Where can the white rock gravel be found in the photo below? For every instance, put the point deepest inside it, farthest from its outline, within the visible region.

---

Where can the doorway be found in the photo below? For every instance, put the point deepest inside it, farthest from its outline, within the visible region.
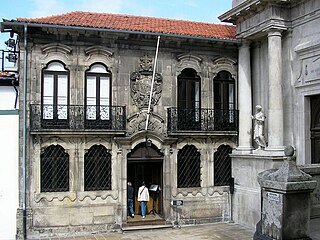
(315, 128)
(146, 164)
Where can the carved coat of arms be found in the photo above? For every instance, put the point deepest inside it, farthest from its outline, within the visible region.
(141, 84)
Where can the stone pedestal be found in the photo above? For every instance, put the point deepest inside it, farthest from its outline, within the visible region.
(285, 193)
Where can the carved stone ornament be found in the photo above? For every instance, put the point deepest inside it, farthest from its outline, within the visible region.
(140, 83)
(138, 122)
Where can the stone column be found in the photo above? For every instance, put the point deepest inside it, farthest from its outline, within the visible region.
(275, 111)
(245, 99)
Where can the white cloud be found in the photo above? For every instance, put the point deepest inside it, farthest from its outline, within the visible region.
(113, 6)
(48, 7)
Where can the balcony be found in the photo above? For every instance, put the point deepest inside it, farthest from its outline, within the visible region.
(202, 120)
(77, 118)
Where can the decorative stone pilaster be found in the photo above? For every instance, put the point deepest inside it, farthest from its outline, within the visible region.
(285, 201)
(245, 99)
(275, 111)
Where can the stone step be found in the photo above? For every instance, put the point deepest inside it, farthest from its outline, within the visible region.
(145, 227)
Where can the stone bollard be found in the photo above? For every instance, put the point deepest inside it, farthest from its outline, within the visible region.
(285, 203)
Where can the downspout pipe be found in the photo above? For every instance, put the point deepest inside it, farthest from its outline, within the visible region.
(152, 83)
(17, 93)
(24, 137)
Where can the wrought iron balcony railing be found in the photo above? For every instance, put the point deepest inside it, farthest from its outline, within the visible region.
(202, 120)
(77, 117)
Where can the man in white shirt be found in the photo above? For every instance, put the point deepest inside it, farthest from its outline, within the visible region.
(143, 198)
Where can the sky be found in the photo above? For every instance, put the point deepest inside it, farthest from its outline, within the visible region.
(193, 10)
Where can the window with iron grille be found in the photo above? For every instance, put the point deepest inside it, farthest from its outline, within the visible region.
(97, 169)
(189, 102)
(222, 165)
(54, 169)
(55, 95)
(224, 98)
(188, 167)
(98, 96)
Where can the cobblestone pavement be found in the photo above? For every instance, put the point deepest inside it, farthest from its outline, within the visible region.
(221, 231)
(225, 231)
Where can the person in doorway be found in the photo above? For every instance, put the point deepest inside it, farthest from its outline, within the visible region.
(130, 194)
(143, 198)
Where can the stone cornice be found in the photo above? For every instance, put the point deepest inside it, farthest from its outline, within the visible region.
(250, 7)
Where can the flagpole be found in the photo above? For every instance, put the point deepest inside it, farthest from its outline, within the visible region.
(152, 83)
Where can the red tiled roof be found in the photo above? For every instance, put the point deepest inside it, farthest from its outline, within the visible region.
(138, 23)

* * *

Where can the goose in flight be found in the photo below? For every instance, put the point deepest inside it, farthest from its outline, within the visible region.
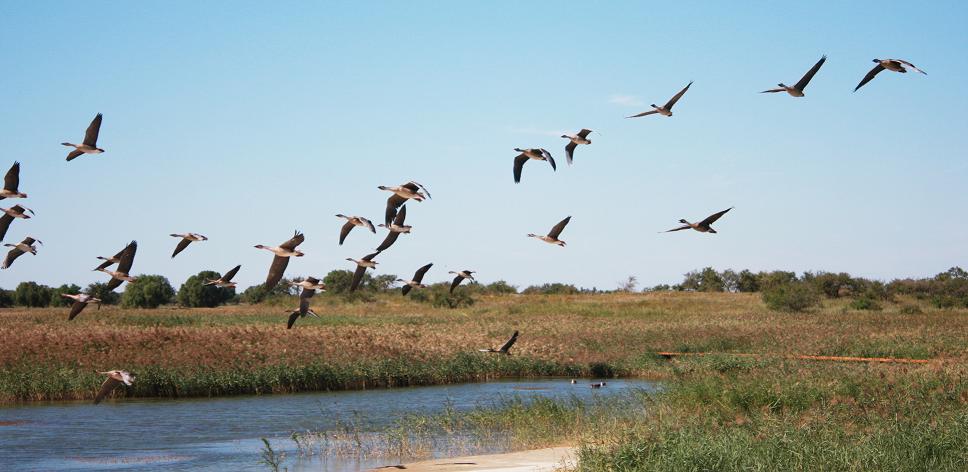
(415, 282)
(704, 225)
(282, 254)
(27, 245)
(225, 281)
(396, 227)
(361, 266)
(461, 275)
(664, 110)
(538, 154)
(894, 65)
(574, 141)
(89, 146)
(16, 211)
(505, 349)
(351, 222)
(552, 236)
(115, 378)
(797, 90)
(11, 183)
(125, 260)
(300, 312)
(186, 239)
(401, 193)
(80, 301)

> [Short task] Select every line of the records that contains the word "iron", and copy each such line in full.

> [Solution to this task]
Where can the wrought iron balcony railing be found in the photo above? For every instance, put the point deepest inside it, farthest from its outline, within the visible region.
Where can the window with iron grille be found in the photo above? For every instance, put the point deepest inside it, farthest from its outline, within the visible region.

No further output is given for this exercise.